[Given records]
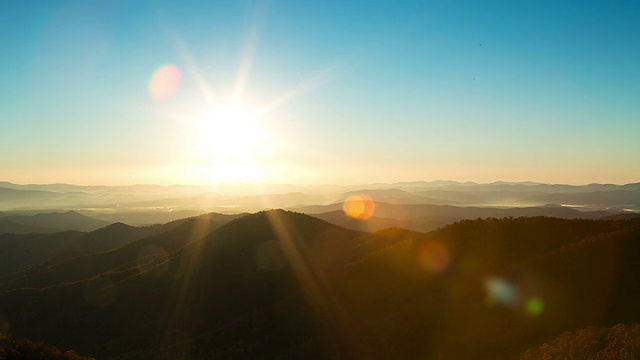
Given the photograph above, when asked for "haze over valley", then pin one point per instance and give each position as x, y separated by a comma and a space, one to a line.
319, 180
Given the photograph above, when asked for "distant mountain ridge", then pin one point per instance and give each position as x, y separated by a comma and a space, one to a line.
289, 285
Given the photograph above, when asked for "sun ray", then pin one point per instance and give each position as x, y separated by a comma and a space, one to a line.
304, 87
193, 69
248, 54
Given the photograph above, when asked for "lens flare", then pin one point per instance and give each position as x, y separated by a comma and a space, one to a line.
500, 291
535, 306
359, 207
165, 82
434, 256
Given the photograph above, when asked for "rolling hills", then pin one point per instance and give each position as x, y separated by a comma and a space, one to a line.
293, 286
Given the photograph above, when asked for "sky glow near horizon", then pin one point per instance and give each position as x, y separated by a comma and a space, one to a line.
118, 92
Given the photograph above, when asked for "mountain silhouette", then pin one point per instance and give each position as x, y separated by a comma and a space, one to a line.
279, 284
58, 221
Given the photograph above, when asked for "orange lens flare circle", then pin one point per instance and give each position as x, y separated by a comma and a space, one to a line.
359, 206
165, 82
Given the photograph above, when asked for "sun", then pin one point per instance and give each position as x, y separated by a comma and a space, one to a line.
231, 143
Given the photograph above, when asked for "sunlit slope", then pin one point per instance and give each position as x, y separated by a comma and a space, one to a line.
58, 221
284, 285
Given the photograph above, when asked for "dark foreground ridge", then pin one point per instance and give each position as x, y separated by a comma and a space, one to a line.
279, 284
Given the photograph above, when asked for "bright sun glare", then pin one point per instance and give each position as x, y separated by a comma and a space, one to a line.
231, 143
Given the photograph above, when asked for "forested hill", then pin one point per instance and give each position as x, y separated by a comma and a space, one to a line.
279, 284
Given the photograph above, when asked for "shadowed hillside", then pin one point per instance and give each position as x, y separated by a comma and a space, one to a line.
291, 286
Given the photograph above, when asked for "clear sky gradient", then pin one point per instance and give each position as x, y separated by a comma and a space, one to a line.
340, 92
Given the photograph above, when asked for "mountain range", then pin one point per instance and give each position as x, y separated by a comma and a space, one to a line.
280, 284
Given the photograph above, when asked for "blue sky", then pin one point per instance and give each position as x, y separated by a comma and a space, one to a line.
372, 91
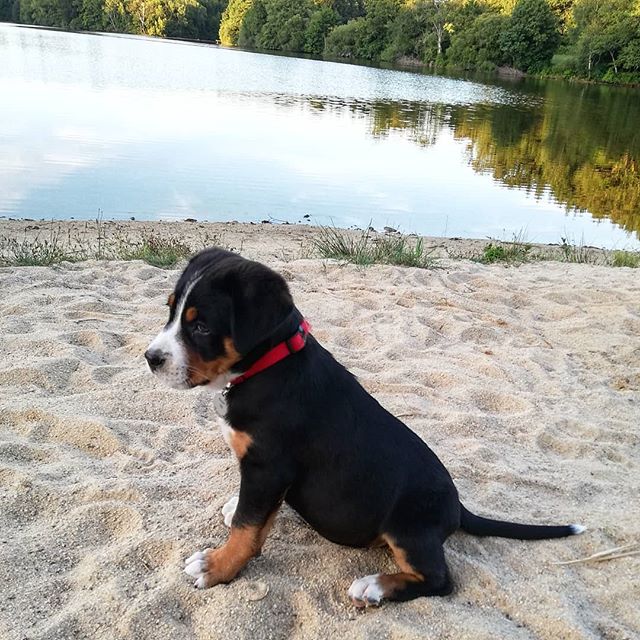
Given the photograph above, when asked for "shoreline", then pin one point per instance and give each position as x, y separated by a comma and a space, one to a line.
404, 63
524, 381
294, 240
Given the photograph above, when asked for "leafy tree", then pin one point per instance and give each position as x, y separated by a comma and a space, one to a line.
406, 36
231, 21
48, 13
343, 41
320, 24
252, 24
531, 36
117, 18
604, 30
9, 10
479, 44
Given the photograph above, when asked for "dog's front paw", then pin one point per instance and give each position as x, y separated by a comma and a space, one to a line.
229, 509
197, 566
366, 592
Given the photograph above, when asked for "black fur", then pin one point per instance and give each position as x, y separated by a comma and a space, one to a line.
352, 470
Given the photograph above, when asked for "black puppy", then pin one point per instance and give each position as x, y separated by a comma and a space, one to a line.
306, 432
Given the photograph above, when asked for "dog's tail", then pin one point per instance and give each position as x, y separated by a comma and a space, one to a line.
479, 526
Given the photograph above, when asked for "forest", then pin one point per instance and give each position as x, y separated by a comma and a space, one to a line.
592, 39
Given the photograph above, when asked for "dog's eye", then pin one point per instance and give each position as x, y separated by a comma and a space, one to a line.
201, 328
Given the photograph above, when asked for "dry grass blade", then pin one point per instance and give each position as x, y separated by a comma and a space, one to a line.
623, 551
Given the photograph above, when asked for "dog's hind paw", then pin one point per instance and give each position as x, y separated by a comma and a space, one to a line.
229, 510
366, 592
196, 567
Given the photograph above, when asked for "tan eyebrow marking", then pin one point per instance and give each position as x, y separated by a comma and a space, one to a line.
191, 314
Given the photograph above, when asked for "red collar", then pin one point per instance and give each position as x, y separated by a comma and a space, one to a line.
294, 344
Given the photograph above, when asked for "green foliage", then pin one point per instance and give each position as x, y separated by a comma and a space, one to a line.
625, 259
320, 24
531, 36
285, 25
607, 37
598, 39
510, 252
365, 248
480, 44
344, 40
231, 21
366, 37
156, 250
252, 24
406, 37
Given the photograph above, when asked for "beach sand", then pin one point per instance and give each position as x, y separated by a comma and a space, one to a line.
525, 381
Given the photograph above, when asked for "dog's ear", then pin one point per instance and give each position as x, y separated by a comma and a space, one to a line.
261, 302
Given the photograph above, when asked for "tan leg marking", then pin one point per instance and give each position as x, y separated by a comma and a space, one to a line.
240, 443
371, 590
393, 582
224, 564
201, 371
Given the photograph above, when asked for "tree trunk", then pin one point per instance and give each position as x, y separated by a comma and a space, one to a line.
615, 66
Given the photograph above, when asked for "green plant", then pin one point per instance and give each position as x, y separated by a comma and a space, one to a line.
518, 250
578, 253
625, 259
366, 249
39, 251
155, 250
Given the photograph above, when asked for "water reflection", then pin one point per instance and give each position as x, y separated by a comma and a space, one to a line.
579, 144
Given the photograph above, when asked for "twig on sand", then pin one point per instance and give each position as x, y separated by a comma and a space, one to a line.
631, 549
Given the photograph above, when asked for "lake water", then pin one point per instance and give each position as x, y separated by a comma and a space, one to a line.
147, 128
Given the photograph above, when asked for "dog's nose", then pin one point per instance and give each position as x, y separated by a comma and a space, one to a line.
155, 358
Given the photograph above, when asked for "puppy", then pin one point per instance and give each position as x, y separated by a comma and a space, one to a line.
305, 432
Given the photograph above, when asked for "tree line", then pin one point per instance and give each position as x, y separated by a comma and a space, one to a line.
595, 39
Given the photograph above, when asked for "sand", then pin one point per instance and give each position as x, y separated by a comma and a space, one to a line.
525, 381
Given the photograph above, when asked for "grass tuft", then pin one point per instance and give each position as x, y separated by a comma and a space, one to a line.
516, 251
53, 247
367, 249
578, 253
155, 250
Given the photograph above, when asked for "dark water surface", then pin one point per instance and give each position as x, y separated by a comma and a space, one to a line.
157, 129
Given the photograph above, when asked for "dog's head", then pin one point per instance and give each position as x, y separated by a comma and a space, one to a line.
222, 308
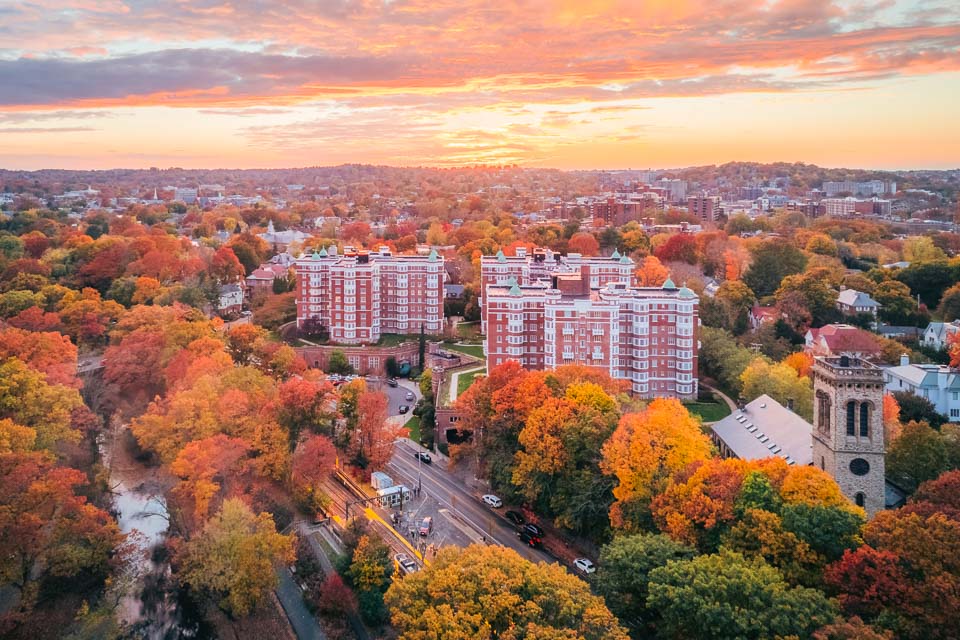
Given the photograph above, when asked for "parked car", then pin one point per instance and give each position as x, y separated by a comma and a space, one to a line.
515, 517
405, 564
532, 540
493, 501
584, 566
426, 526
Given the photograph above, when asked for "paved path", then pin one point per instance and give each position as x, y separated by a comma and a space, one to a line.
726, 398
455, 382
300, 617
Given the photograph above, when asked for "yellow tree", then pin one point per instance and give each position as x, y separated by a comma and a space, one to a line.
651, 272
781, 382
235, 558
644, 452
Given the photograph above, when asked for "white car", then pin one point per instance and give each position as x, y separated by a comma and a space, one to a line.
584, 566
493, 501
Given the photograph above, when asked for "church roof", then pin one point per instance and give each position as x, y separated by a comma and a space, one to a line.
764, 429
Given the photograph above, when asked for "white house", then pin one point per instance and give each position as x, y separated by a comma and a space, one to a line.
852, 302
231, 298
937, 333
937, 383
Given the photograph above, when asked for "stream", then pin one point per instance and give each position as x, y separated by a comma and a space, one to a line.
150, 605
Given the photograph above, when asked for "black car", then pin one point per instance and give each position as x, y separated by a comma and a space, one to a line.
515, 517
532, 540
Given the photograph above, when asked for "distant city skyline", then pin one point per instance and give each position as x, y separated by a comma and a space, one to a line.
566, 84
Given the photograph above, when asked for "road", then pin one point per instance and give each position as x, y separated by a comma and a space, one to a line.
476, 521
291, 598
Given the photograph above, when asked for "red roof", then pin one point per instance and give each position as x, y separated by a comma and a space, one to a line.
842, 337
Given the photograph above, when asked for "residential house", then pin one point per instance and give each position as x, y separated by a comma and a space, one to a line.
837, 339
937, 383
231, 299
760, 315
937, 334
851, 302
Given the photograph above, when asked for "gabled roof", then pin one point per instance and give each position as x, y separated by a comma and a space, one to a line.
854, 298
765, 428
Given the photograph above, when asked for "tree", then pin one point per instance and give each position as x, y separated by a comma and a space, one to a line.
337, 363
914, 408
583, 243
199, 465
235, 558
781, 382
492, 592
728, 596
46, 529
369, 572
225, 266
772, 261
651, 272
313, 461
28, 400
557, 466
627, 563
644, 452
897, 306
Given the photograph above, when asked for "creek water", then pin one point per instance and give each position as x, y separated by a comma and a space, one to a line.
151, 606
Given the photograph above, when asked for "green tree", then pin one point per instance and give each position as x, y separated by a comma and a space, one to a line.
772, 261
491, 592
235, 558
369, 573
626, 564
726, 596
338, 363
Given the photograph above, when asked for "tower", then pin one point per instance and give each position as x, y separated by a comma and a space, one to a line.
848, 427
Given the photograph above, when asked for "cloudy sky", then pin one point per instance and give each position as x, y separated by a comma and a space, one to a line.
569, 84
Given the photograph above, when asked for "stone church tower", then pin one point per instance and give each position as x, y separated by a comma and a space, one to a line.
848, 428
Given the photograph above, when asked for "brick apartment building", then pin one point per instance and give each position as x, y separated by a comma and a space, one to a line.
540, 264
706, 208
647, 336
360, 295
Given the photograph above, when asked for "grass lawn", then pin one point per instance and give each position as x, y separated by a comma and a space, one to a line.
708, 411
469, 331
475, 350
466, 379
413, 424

--

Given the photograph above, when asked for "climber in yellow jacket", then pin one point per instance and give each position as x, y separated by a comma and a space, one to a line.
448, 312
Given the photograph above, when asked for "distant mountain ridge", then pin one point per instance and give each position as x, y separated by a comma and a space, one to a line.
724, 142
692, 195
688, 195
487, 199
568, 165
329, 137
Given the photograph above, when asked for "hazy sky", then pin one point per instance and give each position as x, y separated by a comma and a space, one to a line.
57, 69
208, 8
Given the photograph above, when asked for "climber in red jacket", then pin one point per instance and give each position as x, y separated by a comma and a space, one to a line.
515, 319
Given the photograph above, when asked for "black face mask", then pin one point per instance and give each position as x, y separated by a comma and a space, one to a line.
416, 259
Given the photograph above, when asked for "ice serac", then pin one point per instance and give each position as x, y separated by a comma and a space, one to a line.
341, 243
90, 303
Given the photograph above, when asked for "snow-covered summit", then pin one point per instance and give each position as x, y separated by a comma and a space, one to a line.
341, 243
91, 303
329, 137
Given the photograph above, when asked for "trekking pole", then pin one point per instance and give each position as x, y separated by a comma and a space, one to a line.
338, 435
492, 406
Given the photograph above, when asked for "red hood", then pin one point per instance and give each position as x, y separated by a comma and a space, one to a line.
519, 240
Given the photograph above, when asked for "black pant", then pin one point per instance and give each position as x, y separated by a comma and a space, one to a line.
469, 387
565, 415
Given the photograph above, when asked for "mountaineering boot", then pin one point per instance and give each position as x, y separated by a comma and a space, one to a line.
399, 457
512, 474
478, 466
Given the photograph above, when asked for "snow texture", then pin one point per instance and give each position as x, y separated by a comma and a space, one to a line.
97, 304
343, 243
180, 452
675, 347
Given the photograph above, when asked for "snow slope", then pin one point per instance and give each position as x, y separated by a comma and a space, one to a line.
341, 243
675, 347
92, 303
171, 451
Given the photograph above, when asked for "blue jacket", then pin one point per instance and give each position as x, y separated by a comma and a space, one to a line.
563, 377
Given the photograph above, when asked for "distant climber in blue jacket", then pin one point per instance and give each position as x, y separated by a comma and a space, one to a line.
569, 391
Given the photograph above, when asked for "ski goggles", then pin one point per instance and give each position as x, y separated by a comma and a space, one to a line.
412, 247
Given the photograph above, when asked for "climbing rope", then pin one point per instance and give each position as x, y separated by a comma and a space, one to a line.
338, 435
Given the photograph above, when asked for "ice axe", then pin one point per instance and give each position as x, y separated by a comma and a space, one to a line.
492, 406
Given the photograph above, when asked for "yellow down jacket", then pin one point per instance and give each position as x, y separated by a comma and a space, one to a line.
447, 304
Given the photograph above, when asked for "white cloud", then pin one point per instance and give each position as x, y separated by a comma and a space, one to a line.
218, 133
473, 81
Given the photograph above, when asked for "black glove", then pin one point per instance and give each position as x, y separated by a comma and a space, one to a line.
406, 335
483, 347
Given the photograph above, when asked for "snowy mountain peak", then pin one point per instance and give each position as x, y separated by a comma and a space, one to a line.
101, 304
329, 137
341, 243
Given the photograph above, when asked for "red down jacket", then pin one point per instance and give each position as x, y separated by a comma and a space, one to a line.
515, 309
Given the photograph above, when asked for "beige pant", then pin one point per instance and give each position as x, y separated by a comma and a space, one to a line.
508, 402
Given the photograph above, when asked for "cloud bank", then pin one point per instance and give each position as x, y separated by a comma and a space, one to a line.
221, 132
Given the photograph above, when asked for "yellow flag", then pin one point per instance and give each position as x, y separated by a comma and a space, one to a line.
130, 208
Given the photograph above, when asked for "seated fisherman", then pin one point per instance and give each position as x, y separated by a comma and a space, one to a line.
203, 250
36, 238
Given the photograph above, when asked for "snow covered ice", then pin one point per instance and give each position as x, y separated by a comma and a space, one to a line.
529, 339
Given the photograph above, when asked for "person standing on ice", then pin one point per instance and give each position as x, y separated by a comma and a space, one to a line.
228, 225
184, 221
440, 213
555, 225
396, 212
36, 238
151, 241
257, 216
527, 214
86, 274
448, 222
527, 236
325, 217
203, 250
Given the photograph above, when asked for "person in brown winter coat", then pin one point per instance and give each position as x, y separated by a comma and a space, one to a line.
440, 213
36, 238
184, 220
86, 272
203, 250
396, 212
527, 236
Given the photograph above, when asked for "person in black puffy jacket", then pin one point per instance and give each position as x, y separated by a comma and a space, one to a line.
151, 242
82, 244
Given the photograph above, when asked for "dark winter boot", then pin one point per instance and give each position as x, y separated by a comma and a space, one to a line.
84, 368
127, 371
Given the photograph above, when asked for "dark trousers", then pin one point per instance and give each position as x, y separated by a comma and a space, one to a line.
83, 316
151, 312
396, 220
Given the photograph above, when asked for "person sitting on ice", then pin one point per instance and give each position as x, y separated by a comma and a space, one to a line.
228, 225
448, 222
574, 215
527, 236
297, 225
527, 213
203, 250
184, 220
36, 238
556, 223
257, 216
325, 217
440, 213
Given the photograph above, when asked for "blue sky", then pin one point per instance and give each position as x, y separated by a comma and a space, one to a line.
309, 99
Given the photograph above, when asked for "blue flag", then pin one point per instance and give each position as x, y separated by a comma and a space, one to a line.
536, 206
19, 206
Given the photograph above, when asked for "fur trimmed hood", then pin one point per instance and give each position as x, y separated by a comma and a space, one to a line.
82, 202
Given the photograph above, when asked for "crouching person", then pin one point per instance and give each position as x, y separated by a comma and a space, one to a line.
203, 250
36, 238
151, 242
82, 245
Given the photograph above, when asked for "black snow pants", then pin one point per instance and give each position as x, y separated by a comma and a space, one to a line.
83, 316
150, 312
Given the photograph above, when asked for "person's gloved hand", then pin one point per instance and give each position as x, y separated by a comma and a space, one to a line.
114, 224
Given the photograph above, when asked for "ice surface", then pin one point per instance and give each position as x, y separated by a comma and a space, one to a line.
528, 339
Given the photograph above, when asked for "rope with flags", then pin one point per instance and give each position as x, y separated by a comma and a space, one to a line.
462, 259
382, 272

...

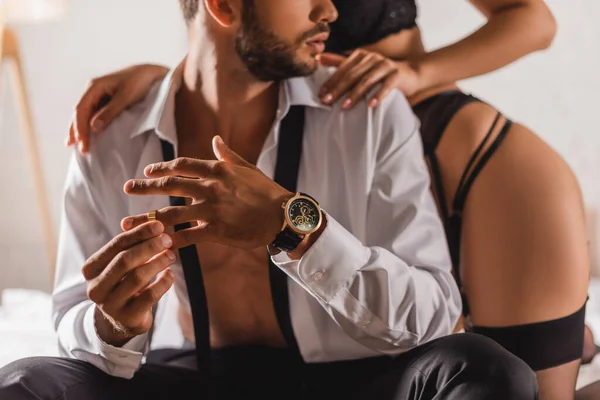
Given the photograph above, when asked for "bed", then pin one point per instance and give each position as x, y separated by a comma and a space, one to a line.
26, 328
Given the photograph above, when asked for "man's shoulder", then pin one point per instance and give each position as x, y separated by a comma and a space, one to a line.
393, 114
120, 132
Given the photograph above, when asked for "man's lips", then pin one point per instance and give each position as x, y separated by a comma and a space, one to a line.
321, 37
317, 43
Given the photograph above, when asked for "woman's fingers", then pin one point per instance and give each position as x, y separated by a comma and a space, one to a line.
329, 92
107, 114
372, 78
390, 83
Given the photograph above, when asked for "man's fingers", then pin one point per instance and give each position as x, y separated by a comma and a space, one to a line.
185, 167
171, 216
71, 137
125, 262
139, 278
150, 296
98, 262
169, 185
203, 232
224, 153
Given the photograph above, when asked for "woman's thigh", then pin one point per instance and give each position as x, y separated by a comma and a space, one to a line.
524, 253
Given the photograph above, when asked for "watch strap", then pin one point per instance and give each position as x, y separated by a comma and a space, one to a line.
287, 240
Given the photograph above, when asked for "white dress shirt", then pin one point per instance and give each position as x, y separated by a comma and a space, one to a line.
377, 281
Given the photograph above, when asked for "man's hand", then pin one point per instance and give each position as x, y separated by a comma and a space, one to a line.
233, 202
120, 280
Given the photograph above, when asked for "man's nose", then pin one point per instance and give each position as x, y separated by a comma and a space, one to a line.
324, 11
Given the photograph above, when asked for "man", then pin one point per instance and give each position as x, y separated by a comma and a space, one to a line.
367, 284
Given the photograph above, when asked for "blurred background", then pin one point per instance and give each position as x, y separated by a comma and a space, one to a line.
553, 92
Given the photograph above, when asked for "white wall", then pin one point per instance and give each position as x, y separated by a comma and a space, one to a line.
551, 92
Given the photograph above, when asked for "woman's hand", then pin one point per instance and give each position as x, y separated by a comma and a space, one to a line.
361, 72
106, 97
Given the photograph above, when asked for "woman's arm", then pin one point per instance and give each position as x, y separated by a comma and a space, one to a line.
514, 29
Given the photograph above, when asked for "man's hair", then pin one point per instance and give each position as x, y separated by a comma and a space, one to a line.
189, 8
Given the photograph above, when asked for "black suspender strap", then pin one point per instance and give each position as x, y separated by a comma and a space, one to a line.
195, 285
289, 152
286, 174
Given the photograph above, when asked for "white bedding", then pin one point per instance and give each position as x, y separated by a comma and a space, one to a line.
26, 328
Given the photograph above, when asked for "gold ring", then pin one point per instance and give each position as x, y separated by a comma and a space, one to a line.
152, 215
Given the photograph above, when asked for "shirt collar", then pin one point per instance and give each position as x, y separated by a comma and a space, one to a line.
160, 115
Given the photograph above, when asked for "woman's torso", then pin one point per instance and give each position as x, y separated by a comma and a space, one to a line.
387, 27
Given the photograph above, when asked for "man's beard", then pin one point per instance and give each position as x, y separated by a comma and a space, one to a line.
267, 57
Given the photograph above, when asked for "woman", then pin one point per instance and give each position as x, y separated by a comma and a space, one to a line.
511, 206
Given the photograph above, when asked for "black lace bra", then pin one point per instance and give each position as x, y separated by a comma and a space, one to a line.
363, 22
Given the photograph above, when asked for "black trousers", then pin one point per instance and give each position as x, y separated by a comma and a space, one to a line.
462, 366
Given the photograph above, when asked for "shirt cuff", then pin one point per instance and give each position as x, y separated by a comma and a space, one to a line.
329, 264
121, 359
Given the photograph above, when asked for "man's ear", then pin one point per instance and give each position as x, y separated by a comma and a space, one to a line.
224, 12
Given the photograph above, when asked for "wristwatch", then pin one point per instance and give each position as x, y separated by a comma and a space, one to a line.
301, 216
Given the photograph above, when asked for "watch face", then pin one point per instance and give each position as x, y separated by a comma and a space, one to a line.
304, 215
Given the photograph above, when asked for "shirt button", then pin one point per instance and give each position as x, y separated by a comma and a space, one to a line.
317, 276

[Required work] From the lines above, keep only those that contain the string "strap" and copy each one out. Case counts.

[Task result]
Given the photograph above, when asked for "watch strap", then pin one point per instance and give each position as x, y separated by a comma and a space, one to a line.
Given the photograph above, when asked for "black suspender strap", then pin one point per instance and give each position as x, y separated by a comma and a space, one to a line.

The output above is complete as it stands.